#### Written task A:
Please take the Naa Ninna Mareyalare article starting with "Naa Ninna Mareyalare is" and going on through "Njaan Ninne Marakkilla.", and swap "blockbuster" out for "major hit".
#### Written task B:
Carry on the article about the film Naa Ninna Mareyalare from its last sentence.

>> BEGIN Document

- Directed by: Vijay
- Written by: Chi. Udayashankar (dialogues)
- Screenplay by: Vijay
- Based on: Naanu Neenu Jodi by A. R. Anand
- Produced by: N. Veeraswamy
- Starring: Rajkumar Lakshmi Balakrishna Leelavathi
- Cinematography: Chittibabu
- Edited by: P. Bhaktavatsalam
- Music by: Rajan–Nagendra
- Production company: Sri Eshwari Productions
- Release date: 1976;
- Running time: 151 minutes
- Country: India
- Language: Kannada

= Naa Ninna Mareyalare =

Naa Ninna Mareyalare is a 1976 Indian Kannada-language film directed by Vijay and produced by N. Veeraswamy. The film is based on the story Naanu Neenu Jodi by A. R. Anand. The film stars Rajkumar and Lakshmi. The Rajan–Nagendra duo scored and composed the film's soundtrack.

The film was remade in Tamil as Puthukavithai starring Rajinikanth and in Hindi by director Vijay as Pyar Kiya Hai Pyar Karenge. The film garnered positive reviews upon release and was a blockbuster at the box office with a theatrical run of 175 days. The film was dubbed in Malayalam in 1981 as Njaan Ninne Marakkilla.

>> END Document
>> BEGIN Provided information

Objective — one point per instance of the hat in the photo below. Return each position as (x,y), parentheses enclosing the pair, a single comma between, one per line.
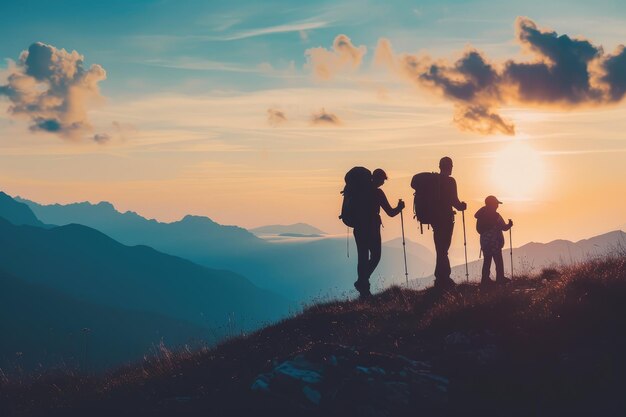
(379,173)
(492,199)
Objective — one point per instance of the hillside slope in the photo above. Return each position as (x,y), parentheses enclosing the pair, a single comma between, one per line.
(41,327)
(549,345)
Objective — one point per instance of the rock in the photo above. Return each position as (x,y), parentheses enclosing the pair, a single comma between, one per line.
(475,348)
(334,378)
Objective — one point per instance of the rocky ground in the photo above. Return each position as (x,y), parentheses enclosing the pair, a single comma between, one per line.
(547,345)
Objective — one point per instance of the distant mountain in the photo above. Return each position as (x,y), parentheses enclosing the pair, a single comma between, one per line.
(44,327)
(89,266)
(300,269)
(532,257)
(16,212)
(188,235)
(298,235)
(279,229)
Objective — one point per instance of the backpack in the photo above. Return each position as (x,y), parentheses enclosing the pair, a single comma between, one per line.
(357,197)
(426,197)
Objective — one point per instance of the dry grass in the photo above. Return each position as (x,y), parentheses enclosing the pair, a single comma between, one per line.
(558,334)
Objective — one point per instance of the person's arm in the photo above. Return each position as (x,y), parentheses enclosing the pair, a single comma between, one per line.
(456,203)
(384,204)
(502,225)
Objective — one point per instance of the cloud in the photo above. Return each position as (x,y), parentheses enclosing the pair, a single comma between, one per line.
(323,118)
(102,138)
(480,119)
(276,117)
(615,74)
(53,89)
(563,72)
(344,56)
(289,27)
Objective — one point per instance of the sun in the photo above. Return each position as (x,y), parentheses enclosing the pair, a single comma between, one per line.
(518,171)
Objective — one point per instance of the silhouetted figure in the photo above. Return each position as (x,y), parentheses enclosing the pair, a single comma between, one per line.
(443,222)
(490,225)
(367,233)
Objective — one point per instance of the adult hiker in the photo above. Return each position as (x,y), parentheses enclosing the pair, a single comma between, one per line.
(490,225)
(443,222)
(361,210)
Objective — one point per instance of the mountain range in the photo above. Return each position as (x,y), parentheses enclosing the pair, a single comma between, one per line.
(299,269)
(57,280)
(533,257)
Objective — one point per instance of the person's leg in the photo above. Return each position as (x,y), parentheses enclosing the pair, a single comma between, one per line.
(375,251)
(439,250)
(446,244)
(497,259)
(362,250)
(486,266)
(443,238)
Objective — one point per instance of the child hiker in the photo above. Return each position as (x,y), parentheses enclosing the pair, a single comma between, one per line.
(490,225)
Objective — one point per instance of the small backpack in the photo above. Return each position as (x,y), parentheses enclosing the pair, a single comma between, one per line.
(426,197)
(357,197)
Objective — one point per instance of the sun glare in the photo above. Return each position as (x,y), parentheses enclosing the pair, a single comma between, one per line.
(518,172)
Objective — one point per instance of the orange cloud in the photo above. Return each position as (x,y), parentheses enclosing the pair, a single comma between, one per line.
(344,56)
(565,72)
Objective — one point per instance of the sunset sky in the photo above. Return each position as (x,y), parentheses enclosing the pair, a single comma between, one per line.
(251,112)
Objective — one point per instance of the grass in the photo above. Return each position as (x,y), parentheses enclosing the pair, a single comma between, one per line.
(548,344)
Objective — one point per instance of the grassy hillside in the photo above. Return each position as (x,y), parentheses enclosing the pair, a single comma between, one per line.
(41,327)
(547,345)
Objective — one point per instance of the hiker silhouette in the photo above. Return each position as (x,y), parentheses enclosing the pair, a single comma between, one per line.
(367,232)
(490,225)
(443,222)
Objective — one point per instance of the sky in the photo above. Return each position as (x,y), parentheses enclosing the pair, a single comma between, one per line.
(251,112)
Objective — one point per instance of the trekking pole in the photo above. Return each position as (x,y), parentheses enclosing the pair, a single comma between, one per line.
(406,271)
(465,247)
(511,249)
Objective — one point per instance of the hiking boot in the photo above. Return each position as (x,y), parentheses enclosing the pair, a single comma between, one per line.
(363,288)
(444,283)
(503,280)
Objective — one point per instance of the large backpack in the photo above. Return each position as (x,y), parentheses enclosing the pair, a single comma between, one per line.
(357,197)
(426,197)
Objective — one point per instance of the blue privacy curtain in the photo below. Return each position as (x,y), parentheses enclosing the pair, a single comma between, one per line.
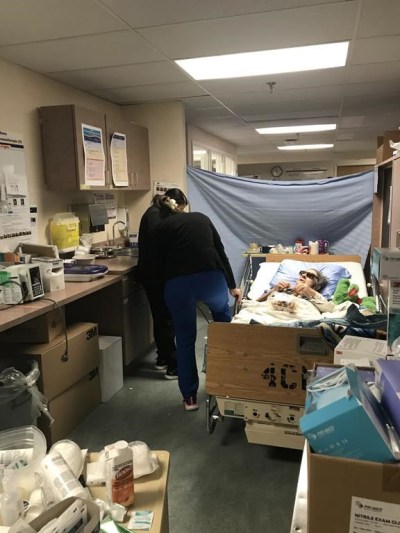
(245,210)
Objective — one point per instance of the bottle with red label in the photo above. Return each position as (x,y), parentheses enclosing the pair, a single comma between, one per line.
(119,469)
(298,246)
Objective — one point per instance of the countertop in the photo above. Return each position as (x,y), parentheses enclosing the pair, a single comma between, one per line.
(118,267)
(121,264)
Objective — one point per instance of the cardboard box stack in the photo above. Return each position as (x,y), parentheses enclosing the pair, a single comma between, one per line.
(69,376)
(352,493)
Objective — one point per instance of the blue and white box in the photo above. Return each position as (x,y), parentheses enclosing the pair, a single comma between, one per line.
(387,377)
(343,419)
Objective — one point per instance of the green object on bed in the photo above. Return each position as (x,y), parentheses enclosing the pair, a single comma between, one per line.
(346,291)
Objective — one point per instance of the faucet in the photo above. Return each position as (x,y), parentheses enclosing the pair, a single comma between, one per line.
(115,223)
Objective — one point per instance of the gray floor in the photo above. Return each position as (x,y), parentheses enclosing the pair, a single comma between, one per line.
(218,482)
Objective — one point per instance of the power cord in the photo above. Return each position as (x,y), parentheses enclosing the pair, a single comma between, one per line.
(65,355)
(22,290)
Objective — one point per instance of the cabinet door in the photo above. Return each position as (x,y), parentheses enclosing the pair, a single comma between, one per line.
(136,325)
(64,150)
(140,158)
(395,207)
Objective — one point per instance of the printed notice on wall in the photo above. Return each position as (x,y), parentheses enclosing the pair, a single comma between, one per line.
(160,187)
(94,155)
(372,516)
(119,159)
(15,223)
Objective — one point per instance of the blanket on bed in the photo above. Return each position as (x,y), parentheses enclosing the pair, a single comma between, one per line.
(287,309)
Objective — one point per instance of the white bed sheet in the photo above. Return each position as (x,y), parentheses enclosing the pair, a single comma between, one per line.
(267,271)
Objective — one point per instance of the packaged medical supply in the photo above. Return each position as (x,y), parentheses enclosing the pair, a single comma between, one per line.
(119,473)
(386,263)
(359,350)
(64,231)
(342,418)
(10,501)
(388,382)
(26,443)
(61,479)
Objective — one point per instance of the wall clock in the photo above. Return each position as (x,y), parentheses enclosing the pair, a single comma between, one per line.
(276,171)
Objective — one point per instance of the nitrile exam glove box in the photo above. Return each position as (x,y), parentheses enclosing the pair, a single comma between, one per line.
(342,418)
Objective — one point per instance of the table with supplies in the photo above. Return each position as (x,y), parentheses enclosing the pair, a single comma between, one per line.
(150,493)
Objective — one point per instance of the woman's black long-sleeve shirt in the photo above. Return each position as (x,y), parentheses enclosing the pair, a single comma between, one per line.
(188,243)
(147,270)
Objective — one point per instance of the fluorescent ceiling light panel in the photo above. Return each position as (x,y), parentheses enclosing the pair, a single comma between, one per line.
(305,147)
(296,129)
(266,62)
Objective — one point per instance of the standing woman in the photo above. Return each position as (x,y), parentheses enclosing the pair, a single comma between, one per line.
(148,275)
(195,267)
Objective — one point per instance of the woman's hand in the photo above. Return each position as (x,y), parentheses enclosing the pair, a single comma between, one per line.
(304,291)
(282,286)
(237,294)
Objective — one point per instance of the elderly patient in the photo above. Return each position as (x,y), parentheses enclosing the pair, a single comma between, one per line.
(308,284)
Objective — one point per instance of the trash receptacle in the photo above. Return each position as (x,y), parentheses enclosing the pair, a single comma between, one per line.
(21,402)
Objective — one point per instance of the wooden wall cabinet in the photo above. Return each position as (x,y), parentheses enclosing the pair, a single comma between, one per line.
(64,155)
(137,146)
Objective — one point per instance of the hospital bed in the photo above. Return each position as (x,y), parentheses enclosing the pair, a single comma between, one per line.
(258,372)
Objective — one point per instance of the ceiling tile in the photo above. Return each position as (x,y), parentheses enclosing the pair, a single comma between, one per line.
(283,82)
(376,50)
(100,50)
(379,18)
(143,13)
(374,72)
(122,76)
(150,93)
(39,20)
(293,27)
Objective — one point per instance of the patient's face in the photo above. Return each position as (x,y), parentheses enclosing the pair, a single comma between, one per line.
(308,277)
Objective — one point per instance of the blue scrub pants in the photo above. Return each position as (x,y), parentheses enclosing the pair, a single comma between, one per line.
(181,295)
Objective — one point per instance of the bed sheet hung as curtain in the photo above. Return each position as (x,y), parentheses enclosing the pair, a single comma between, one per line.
(245,210)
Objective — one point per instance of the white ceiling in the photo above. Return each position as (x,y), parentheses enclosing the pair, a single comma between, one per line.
(124,51)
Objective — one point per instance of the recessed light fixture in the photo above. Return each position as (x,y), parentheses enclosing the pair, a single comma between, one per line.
(305,147)
(309,128)
(245,64)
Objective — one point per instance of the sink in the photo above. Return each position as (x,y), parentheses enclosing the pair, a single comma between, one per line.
(129,252)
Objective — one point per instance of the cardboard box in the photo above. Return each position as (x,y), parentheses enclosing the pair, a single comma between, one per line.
(339,488)
(393,308)
(273,435)
(43,328)
(387,151)
(388,382)
(58,372)
(386,263)
(111,366)
(71,407)
(359,350)
(93,513)
(344,419)
(262,363)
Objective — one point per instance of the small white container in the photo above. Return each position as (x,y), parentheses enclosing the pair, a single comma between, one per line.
(84,259)
(61,479)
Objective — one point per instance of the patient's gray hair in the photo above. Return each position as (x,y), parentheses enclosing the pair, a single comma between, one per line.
(321,280)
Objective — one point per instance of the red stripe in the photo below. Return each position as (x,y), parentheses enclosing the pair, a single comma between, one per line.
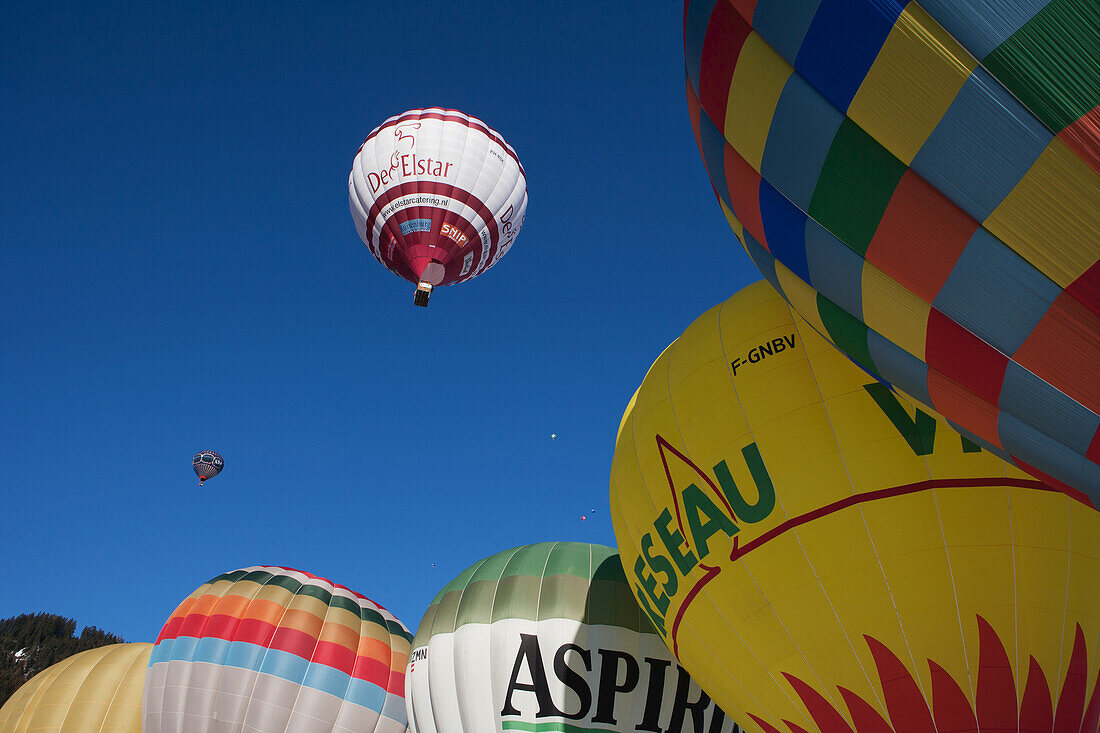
(334,655)
(905,704)
(738,551)
(964,358)
(825,715)
(294,642)
(372,670)
(413,187)
(866,718)
(1036,712)
(725,36)
(1086,287)
(449,116)
(1067,717)
(950,708)
(767,728)
(253,631)
(171,630)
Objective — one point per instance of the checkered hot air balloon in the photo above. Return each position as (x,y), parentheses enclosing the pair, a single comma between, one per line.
(207,465)
(437,196)
(922,183)
(276,649)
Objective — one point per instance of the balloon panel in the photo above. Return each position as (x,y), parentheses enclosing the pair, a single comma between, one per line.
(95,690)
(911,206)
(548,637)
(207,463)
(276,649)
(437,195)
(814,546)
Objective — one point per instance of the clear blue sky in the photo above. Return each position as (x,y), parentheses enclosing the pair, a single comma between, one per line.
(180,272)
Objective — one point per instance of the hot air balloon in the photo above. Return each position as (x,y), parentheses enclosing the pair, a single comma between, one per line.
(922,183)
(207,465)
(95,690)
(437,196)
(548,637)
(276,649)
(822,555)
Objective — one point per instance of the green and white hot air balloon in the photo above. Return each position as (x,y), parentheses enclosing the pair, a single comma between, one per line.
(548,637)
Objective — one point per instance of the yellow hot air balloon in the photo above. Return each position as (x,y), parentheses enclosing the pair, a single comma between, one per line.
(823,555)
(91,691)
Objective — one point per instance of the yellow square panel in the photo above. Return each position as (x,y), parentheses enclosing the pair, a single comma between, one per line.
(1052,216)
(890,308)
(917,73)
(758,80)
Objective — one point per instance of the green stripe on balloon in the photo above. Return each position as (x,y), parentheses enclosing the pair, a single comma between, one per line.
(847,332)
(855,186)
(1051,65)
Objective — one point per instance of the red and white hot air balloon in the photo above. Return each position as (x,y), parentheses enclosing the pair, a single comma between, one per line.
(437,196)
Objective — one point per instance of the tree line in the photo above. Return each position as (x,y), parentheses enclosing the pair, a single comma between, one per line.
(31,642)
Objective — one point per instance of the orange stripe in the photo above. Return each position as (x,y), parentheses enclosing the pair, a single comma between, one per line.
(303,621)
(372,648)
(265,611)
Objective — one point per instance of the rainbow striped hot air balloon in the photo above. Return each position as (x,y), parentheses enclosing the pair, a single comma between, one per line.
(277,649)
(922,183)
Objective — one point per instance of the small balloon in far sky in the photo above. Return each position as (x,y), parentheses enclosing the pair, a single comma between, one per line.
(207,465)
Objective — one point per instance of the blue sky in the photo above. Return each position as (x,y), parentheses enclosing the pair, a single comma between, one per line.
(180,272)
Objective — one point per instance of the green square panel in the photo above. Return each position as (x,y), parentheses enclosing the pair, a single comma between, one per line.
(855,186)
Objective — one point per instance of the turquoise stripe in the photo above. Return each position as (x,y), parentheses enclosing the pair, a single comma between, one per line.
(799,140)
(784,24)
(996,294)
(981,25)
(278,664)
(981,148)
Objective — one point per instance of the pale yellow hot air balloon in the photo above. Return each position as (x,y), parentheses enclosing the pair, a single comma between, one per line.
(92,691)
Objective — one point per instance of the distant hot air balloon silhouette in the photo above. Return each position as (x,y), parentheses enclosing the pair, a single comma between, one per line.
(277,649)
(548,637)
(207,465)
(437,196)
(95,690)
(922,183)
(823,556)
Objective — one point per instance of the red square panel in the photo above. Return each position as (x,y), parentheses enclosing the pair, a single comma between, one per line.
(967,409)
(1060,351)
(744,184)
(725,35)
(920,238)
(965,359)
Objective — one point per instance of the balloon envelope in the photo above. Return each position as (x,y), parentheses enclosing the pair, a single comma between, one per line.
(277,649)
(816,549)
(548,637)
(207,465)
(437,195)
(921,183)
(95,690)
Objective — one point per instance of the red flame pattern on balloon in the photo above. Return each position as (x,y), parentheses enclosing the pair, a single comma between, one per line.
(1075,711)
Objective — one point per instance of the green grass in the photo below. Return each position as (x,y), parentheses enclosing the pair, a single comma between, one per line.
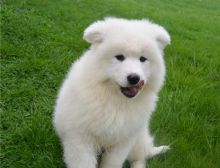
(41,38)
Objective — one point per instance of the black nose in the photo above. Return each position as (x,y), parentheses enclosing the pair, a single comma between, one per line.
(133,79)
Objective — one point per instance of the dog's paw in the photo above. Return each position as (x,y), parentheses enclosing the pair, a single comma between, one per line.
(158,150)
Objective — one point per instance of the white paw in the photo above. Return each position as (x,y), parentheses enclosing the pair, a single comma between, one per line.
(158,150)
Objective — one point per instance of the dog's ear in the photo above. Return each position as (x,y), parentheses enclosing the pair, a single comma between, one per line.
(94,33)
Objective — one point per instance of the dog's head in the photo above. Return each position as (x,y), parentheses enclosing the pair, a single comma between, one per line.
(129,52)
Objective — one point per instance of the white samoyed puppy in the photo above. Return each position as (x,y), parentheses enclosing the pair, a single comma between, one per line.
(105,103)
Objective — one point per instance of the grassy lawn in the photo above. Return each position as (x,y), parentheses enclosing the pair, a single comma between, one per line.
(41,38)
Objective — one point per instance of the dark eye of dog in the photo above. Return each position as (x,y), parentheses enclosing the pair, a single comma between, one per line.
(120,57)
(143,59)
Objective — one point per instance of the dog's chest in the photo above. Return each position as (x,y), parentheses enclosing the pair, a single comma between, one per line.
(112,125)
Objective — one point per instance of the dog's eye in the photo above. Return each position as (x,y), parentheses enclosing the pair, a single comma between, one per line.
(143,59)
(120,57)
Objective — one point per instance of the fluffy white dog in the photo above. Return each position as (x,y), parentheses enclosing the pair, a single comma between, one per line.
(106,101)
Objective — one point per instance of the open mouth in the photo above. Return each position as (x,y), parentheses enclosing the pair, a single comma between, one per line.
(132,90)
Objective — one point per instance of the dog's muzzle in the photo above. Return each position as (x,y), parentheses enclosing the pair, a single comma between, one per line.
(132,91)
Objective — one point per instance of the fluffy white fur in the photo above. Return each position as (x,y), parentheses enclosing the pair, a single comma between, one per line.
(91,112)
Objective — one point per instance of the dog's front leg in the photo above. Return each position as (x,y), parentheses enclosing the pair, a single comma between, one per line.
(116,155)
(79,153)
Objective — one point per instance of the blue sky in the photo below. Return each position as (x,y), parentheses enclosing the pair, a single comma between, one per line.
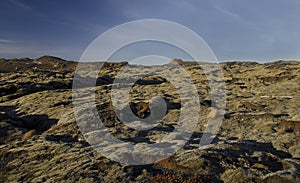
(256,30)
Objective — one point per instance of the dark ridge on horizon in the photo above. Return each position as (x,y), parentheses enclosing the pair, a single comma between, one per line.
(52,63)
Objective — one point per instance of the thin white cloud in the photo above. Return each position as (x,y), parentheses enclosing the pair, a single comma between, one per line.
(20,4)
(225,11)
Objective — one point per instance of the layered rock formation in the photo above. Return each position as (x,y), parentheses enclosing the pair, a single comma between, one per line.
(258,140)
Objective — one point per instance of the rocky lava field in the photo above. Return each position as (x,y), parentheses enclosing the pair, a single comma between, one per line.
(258,140)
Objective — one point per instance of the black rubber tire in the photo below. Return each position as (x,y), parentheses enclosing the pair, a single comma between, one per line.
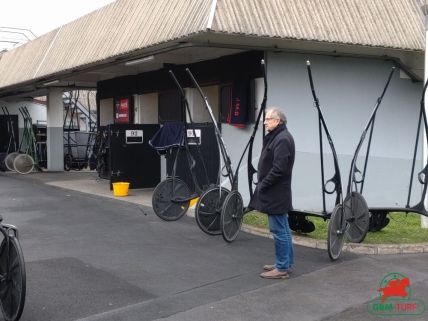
(357,215)
(13,287)
(162,199)
(208,209)
(231,216)
(336,233)
(23,164)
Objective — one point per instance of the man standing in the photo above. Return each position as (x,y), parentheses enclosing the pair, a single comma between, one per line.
(273,192)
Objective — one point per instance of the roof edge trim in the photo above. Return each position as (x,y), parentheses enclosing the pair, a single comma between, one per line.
(212,13)
(47,52)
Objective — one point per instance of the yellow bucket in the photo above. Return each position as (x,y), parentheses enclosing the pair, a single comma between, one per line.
(120,189)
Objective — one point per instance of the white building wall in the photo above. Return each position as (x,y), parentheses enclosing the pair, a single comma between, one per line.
(36,110)
(347,89)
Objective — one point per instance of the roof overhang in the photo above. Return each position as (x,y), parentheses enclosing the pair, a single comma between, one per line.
(200,47)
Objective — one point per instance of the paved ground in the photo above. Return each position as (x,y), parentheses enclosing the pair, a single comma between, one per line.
(95,258)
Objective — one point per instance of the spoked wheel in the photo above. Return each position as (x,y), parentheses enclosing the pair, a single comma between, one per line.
(8,161)
(23,164)
(13,283)
(208,210)
(171,199)
(357,215)
(231,216)
(336,233)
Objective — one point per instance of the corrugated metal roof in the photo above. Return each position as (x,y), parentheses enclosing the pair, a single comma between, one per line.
(119,28)
(381,23)
(131,25)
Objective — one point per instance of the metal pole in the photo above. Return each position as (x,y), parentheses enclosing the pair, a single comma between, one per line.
(424,8)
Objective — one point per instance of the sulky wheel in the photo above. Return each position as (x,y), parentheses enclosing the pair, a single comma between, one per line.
(336,232)
(231,216)
(357,215)
(23,163)
(208,209)
(13,282)
(171,199)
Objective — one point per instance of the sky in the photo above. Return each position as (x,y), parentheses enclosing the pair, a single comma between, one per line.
(40,16)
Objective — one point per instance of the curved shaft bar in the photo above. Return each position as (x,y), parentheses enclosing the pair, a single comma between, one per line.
(336,179)
(422,175)
(220,142)
(190,159)
(250,168)
(352,181)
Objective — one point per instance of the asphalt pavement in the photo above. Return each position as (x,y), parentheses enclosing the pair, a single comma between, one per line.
(90,257)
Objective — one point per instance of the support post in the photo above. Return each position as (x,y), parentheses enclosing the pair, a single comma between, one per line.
(55,119)
(424,8)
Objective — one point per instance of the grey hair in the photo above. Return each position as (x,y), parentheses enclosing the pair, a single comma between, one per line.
(277,114)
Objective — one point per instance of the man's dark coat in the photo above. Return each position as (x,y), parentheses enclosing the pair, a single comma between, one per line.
(273,191)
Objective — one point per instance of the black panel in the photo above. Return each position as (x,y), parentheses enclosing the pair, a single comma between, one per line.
(208,155)
(136,163)
(5,135)
(170,106)
(217,71)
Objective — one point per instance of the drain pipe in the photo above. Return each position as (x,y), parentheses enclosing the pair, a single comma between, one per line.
(424,8)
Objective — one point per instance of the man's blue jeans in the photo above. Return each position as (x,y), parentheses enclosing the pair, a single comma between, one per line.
(284,253)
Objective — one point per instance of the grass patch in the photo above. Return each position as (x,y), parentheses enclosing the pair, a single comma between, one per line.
(402,229)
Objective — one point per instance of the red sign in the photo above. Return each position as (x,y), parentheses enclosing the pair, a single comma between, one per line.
(122,111)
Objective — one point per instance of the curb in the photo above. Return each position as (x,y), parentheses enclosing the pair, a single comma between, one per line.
(370,249)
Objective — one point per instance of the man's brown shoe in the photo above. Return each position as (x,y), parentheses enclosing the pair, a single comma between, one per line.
(268,267)
(275,274)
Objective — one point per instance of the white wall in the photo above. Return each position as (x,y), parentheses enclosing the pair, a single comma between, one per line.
(347,89)
(36,110)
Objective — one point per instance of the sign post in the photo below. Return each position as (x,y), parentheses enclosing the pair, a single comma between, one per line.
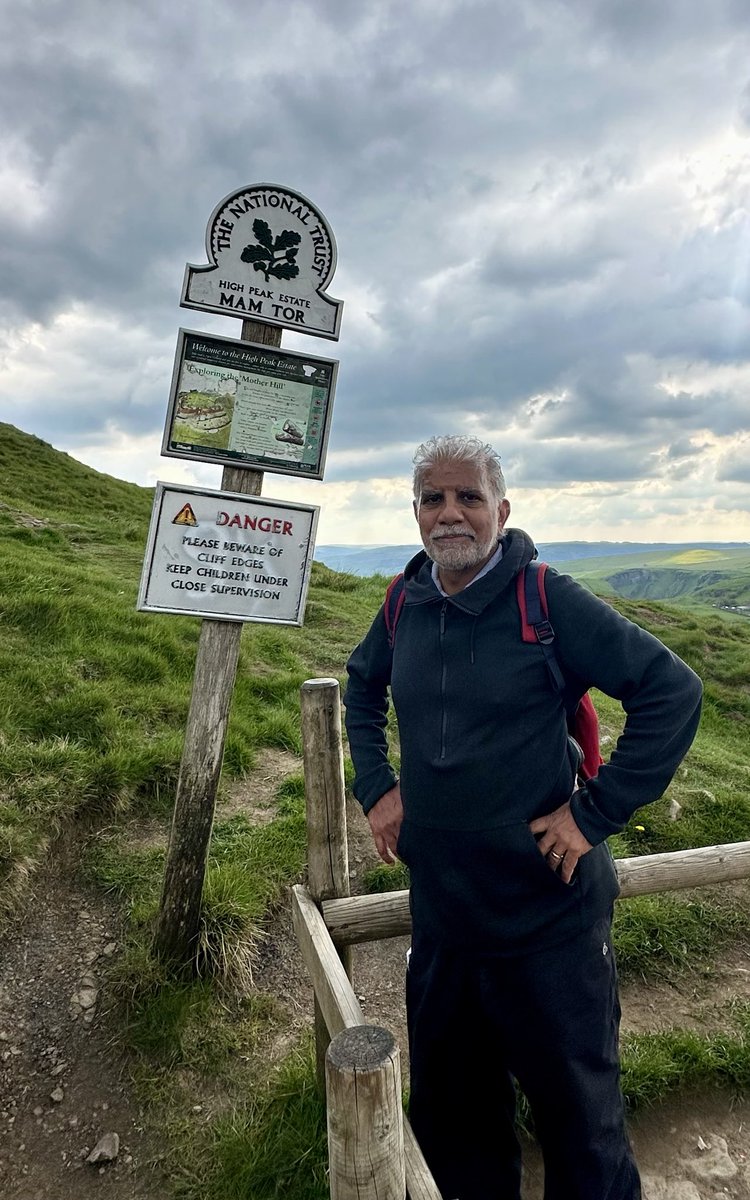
(270,257)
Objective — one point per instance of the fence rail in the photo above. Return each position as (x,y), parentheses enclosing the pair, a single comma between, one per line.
(328,921)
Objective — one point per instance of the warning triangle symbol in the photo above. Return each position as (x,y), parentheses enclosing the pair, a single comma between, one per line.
(185,516)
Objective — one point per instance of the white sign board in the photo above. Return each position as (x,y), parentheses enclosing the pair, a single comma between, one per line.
(227,556)
(270,257)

>> END Provided information

#### Exercise output A:
Naa Ninna Mareyalare is a 1976 Indian Kannada-language film directed by Vijay and produced by N. Veeraswamy. The film is based on the story Naanu Neenu Jodi by A. R. Anand. The film stars Rajkumar and Lakshmi. The Rajan–Nagendra duo scored and composed the film's soundtrack.

The film was remade in Tamil as Puthukavithai starring Rajinikanth and in Hindi by director Vijay as Pyar Kiya Hai Pyar Karenge. The film garnered positive reviews upon release and was a major hit at the box office with a theatrical run of 175 days. The film was dubbed in Malayalam in 1981 as Njaan Ninne Marakkilla.

#### Exercise output B:
In the run up to the relaunch of Jawa motorbikes in 2018, the marketing team of Mahindra & Mahindra used the climax sequence of this movie as a part of their promotion strategy.

==Plot==
Usha is the innocent and charming daughter of a bossy and arrogant Annapoorna Devi. She resides with her mother in the latter's coffee estate. Usha has a crush on three times motorcycle road race champion Aanand who works in her uncle's office. With the help of her cousin Pankaja, she manages to get his autograph and have a few pictures clicked with him. Aanand lost his father in a motorcycle accident and his only living close relative is his uncle Subbanna who owns a small tailoring shop in Annapoorna's coffee estate. Usha happens to meet Aanand there. Unbeknownst to her Aanand has already fallen in love with her. Eventually, both of them gain the guts to profess their love for each other after watching a Yakshagana performance organised in the estate. Since Aanand's office is in the city they decide to meet each other on every Saturdays and Sundays.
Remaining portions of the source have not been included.